:: Alıntı ::

DİYALOG MÜZESİ

SİNAN AŞIK İLE




459. DİYALOG

YETENEK TIRPANLAYICILAR

 

Lütfen, bize sanat görüşünüzden ve çalışmalarınızdan bahsedin…

 

Soruya kadim bir sorunsala cevap vererek başlayayım. Sanat görüşüm bunun cevabı ile doğrudan ilgili.

"Sanat; sanat için mi, toplum için mi?"
Sanat; bana göre aslen toplum için olmalı fakat kendisini geliştirebilmesi ve yol alabilmesi için de sanat için olmalı. Biraz iç içe oldu sanırım. Zaten asıl çözümsüzlük de burada başlıyor: İkisinden birini tercihe zorlamakla… Açayım.

 

Sanat için olan kısmı her kesime hitap etmeyebilir. Arthouse işler gibi alanıyla alakadar belirli bir kesimin merceğine sunulabilir. Sanatın kendisini geliştirebilmesi için bunu birilerinin yapması üretmesi, ilerletmesi gerekli. Bu kısmın toplumun çok çok önünde gitmesi gerekli. Sanat ve toplum birbirinden ayrılmadığı için sanatın bu ilerlemiş halinin "toplum mühendisleri tarafından" dönüştürülmesi gerekiyor. Yani araya bir değişken daha giriyor: Toplum mühendisleri. Kimdir bu toplum mühendisleri derseniz buna asıl alanım (matematik öğretmenliği) ile ilgili bir örnekle cevap vereyim. Atıyorum, limitin teorik bir tanımı var. Epsilonlu olan ve o dili bilenlerin anlayabileceği bir tanım. İlkokul mezunu olan babam bana "limit nedir" dediğinde ben o teorik tanım ile cevap verirsem amiyane tabirle babamın beyni yanar. O halde limit tanımını babamın anlayabileceği bir dile dönüştürmem gerekli. Tıpkı Einstein' in izafiyet kuramını bir lise öğrencisinin anlayabileceği şekilde indirgediği "çok sevdiğin birinin yanında mı yoksa bir hapishanede mi 1 saat süre daha hızlı akar" örneği gibi…

 

İşte sanatı da topluma indirgeyecek (bu kelimeyi burada kullanmam doğru değil), dönüştürecek toplum mühendislerine ihtiyaç vardır. Aksi halde safi olarak sanat, öğrencisi olmayan boş bir okulda öğretmenlik yapmak gibidir. Sanat anlayışım bu şekilde.

:::

▶ _İstenen görev 1_:
Alıntıya göre aşağıdaki soruları yanıtlayın:
(a) Konuşmacının asıl alanı nedir?
(b) Konuşmacının babası hangi okuldan mezundur?
(c) Safi olarak sanat neye benzetiliyor?

:: Mevcut veriler ::

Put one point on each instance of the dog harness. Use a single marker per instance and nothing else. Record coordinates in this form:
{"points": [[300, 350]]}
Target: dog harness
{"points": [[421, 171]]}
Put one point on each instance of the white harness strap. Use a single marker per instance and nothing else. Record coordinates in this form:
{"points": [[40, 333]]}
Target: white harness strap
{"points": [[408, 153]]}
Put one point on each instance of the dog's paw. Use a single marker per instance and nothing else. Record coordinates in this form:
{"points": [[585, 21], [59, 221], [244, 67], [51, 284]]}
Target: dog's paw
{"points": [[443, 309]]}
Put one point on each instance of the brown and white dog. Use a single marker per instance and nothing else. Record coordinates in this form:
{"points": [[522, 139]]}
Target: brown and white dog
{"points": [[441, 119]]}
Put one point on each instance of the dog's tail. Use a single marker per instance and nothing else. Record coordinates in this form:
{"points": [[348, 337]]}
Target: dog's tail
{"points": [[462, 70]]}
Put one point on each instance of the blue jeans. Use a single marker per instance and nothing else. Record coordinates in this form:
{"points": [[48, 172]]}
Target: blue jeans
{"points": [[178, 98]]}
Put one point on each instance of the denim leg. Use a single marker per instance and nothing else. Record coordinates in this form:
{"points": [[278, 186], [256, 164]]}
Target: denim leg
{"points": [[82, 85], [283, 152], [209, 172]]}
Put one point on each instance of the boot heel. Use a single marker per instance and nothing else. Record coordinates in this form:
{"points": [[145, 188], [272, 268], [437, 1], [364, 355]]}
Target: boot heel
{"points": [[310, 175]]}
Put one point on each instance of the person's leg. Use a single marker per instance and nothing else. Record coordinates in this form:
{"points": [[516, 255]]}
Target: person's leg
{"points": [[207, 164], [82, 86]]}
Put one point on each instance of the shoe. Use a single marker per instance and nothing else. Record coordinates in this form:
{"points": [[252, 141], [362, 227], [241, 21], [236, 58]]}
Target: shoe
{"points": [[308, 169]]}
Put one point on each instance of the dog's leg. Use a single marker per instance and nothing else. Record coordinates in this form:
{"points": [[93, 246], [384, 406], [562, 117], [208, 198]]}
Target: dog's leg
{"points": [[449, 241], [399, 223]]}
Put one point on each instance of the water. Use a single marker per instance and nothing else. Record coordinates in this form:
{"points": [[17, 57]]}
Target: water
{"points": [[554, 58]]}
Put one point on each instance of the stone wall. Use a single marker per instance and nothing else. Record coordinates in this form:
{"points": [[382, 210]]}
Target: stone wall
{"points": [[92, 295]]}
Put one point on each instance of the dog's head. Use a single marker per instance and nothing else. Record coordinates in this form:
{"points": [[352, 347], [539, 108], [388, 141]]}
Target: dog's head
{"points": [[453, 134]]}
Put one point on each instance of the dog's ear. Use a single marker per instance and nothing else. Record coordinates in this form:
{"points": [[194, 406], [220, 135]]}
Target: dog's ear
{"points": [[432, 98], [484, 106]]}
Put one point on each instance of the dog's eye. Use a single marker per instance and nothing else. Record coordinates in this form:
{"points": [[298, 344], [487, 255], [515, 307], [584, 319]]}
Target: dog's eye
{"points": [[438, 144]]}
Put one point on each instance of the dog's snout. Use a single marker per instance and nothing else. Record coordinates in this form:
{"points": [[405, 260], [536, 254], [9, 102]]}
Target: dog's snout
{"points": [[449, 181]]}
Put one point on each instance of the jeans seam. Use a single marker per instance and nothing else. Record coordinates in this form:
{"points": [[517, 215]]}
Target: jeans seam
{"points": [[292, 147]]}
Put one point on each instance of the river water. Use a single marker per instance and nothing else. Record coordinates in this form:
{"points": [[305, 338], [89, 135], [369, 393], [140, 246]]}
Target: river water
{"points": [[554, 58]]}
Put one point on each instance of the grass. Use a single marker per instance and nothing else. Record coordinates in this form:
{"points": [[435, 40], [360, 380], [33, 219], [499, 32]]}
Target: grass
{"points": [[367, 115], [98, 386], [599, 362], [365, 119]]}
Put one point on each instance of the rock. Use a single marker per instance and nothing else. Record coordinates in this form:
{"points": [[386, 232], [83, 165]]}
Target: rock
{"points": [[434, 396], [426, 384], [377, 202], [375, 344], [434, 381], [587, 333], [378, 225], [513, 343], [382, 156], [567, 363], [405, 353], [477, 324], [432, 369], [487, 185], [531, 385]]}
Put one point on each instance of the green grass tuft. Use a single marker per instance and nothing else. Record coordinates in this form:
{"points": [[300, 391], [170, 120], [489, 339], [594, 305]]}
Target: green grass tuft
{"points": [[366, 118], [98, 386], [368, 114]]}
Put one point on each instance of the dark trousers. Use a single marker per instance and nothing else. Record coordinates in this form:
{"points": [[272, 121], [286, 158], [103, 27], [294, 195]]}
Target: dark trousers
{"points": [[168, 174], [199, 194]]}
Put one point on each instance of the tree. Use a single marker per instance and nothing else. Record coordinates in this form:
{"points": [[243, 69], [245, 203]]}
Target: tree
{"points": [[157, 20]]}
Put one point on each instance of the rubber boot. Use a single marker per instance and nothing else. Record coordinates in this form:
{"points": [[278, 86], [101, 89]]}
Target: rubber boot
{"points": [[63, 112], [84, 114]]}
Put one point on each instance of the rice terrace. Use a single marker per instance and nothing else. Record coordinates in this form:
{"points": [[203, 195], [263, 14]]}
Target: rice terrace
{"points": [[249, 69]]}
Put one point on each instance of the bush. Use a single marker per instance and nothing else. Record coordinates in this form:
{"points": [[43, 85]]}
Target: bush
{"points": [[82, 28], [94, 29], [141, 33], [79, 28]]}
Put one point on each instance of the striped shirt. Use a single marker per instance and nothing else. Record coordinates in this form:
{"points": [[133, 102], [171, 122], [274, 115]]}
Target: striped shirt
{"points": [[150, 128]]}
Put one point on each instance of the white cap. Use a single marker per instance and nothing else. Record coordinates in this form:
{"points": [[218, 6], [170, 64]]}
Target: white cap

:::

▶ _İstenen görev 2_: Kayıtlarda "Put one point on each instance of the bush." ifadesini içeren satırdan başlayıp kayıtların son satırı dahil sonuna kadar uzanan satırları hiç değiştirmeden yeniden yazın.

▶ _Yanıt 1_:
(a) Matematik öğretmenliği.
(b) İlkokuldan.
(c) Öğrencisi olmayan boş bir okulda öğretmenlik yapmaya.

▶ _Yanıt 2_:
Put one point on each instance of the bush. Use a single marker per instance and nothing else. Record coordinates in this form:
{"points": [[43, 85]]}
Target: bush
{"points": [[82, 28], [94, 29], [141, 33], [79, 28]]}
Put one point on each instance of the striped shirt. Use a single marker per instance and nothing else. Record coordinates in this form:
{"points": [[133, 102], [171, 122], [274, 115]]}
Target: striped shirt
{"points": [[150, 128]]}
Put one point on each instance of the white cap. Use a single marker per instance and nothing else. Record coordinates in this form:
{"points": [[218, 6], [170, 64]]}
Target: white cap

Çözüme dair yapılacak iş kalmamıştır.